___ EXCERPTED DATA ___

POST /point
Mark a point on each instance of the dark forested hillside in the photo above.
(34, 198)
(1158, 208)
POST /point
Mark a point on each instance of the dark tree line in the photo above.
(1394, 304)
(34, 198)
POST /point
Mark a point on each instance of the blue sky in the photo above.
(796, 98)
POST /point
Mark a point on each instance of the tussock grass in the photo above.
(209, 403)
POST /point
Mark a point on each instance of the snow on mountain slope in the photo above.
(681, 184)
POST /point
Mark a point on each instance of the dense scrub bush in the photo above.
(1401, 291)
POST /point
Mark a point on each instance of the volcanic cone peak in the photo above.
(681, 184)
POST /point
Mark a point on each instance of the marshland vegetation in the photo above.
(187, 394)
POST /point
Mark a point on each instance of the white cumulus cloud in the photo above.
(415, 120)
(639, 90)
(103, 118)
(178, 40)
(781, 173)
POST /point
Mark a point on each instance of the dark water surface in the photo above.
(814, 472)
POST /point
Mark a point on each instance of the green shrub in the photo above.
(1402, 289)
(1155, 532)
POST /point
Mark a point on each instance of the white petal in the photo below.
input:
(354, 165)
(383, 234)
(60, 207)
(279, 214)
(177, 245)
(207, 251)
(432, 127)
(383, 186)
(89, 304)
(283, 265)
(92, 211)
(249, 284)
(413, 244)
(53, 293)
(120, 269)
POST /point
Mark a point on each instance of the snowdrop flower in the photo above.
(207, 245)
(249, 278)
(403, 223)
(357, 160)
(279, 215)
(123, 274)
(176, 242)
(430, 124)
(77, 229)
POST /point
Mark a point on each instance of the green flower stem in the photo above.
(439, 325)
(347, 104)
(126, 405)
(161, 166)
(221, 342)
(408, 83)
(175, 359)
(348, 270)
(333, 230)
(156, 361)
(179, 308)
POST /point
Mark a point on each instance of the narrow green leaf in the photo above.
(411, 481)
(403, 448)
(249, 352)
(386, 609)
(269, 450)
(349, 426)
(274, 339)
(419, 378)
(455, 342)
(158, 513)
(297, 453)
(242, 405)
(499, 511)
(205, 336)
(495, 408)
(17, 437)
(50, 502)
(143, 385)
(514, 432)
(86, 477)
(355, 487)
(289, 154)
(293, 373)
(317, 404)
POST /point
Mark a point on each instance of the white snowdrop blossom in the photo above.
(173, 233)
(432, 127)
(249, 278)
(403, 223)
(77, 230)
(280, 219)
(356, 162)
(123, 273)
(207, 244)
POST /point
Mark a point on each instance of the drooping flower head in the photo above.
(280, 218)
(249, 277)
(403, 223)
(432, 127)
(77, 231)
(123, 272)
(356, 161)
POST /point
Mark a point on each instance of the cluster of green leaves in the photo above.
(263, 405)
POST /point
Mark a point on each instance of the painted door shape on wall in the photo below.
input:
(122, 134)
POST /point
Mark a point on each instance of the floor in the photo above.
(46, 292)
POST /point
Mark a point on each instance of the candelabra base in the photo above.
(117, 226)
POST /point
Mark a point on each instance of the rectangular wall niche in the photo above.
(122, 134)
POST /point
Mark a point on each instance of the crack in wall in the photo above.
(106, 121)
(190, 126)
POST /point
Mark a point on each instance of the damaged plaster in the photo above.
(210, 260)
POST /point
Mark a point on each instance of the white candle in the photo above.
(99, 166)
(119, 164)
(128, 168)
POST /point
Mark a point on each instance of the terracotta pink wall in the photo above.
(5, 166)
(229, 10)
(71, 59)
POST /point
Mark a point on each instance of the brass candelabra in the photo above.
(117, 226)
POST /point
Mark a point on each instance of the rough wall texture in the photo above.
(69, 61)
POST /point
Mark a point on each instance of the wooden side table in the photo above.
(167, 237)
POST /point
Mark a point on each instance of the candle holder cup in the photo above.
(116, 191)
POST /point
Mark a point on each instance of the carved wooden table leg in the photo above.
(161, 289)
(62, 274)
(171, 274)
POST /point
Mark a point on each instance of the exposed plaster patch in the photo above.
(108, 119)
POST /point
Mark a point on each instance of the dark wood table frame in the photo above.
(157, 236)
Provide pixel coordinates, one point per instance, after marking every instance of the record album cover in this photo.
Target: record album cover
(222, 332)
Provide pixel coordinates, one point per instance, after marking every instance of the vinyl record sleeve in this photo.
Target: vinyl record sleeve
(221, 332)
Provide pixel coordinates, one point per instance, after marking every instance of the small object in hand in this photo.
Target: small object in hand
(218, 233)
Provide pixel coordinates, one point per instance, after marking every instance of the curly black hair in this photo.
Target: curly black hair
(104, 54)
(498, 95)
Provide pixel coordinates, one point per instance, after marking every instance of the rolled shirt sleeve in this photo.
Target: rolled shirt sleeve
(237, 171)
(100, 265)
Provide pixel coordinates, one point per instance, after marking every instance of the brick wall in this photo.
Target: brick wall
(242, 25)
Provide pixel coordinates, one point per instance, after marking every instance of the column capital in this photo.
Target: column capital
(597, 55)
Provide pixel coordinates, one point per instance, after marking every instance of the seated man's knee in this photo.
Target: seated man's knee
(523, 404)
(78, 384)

___

**YOUR OBJECTIVE:** Say how many lines in the records include the string "this", giving the figure by itself.

**RESPONSE:** 8